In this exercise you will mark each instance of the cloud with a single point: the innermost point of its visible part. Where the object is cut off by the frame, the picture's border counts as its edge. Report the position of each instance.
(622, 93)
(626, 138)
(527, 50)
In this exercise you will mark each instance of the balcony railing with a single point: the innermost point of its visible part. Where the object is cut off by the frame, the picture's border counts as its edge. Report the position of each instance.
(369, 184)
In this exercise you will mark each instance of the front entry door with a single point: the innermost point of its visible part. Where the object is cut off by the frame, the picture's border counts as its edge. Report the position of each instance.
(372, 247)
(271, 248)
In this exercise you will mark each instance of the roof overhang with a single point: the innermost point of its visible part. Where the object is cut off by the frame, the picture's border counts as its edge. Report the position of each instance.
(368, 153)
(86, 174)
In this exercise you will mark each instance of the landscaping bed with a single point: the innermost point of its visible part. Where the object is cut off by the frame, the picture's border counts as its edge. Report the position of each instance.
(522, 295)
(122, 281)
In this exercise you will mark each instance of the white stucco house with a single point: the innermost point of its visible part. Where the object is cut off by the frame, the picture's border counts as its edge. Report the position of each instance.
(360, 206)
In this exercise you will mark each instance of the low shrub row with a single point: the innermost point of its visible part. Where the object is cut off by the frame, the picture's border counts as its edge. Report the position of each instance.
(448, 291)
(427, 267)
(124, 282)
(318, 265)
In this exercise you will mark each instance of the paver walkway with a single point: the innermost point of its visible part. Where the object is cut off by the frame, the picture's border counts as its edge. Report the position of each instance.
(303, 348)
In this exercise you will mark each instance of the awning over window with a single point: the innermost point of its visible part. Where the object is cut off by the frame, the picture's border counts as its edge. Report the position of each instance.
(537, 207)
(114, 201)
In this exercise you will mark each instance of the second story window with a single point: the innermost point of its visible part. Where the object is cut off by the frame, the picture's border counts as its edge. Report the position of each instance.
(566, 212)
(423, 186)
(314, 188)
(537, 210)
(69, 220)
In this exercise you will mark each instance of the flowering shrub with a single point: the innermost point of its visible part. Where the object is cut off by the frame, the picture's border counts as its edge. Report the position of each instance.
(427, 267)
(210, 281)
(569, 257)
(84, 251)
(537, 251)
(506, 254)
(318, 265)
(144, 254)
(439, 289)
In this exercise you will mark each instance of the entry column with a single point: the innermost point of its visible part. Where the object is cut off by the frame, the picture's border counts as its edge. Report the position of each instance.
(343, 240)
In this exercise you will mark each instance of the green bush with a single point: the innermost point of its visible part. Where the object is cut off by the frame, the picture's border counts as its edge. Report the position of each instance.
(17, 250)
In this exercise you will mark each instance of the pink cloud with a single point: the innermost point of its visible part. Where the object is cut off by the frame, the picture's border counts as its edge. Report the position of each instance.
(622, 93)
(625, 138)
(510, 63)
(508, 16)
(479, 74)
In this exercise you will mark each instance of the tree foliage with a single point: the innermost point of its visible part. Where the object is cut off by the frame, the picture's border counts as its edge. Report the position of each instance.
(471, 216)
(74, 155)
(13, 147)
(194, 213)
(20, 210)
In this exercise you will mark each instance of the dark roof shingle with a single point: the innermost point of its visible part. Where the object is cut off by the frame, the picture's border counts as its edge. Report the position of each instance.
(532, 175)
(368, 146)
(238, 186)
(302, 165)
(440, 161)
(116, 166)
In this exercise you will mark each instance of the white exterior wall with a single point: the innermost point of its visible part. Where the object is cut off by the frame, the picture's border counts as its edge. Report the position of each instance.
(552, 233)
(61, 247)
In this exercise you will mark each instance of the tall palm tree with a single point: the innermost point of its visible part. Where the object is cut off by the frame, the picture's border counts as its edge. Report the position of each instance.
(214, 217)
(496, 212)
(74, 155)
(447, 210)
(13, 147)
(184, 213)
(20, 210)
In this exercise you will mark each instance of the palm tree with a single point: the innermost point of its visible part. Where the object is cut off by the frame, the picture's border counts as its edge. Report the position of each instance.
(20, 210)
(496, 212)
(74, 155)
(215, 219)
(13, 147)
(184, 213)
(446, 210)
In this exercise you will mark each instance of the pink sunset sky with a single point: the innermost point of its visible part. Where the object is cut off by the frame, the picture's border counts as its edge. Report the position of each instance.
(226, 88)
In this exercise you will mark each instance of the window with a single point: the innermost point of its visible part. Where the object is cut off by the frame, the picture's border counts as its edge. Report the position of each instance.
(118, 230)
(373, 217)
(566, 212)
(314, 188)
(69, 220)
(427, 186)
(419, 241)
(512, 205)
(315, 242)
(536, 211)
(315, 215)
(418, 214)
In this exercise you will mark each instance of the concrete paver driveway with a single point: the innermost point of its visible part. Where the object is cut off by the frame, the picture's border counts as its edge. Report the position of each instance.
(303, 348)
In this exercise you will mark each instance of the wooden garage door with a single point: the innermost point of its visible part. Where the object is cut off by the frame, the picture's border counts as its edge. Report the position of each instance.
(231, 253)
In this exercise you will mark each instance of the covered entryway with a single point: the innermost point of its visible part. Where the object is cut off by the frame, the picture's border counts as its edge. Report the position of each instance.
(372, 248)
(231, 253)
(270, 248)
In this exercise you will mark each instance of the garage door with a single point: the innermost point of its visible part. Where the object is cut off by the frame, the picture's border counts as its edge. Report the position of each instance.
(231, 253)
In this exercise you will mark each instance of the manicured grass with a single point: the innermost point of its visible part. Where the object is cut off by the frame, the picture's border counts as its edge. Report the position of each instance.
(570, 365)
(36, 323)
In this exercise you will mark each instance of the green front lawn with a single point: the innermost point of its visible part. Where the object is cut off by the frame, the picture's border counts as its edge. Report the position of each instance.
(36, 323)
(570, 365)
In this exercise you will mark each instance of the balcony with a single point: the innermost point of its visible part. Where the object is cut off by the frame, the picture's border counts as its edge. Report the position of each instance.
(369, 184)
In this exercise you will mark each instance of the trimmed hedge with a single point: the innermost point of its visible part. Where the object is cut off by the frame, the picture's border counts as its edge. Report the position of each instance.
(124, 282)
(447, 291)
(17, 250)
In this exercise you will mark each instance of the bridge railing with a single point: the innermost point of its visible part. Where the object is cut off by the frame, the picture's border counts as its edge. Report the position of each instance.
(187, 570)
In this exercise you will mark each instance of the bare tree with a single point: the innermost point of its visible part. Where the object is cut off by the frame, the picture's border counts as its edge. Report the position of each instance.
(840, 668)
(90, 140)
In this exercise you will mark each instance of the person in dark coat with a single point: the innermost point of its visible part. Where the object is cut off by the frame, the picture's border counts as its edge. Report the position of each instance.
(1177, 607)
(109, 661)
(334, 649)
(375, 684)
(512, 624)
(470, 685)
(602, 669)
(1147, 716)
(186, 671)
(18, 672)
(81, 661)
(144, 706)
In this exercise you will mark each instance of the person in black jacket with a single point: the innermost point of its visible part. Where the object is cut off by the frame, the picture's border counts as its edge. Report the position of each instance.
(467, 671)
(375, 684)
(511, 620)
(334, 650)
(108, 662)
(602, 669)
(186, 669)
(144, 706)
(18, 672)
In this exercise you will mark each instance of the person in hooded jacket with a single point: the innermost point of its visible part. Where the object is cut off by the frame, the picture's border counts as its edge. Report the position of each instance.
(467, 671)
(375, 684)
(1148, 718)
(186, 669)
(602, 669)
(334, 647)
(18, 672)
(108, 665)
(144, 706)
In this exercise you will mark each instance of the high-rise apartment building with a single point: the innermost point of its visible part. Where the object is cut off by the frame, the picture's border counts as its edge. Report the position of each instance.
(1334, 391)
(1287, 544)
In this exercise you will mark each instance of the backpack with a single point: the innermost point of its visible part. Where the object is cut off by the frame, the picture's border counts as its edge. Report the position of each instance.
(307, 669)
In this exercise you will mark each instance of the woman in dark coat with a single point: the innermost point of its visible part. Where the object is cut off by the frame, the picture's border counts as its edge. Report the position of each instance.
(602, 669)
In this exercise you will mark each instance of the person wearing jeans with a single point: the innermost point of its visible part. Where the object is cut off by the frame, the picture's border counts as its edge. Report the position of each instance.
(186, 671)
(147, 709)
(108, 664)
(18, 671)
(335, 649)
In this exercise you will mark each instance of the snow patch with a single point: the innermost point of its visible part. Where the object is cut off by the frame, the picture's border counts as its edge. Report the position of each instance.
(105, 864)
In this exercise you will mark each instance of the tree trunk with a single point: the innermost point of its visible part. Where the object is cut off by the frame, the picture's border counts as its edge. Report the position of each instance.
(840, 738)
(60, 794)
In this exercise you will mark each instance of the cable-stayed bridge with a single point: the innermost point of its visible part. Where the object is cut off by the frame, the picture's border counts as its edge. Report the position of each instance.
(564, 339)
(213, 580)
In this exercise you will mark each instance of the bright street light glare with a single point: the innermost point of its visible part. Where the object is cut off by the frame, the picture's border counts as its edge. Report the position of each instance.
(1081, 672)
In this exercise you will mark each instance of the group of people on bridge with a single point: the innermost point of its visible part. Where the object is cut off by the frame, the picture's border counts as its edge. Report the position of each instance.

* _WORK TO COMPLETE_
Duplicate the lines of the listing from the line containing "In this exercise you will mark each instance of the bright" through the line containing "(1081, 672)", both included, with no changes.

* _PROBLEM SOLUTION_
In this exercise you will mark each instance of the bright street light glare with a single point: the innermost point of its visible part. Where the object is cut off by the frame, the picture's border counts as its edge. Report the position of each instance.
(1081, 672)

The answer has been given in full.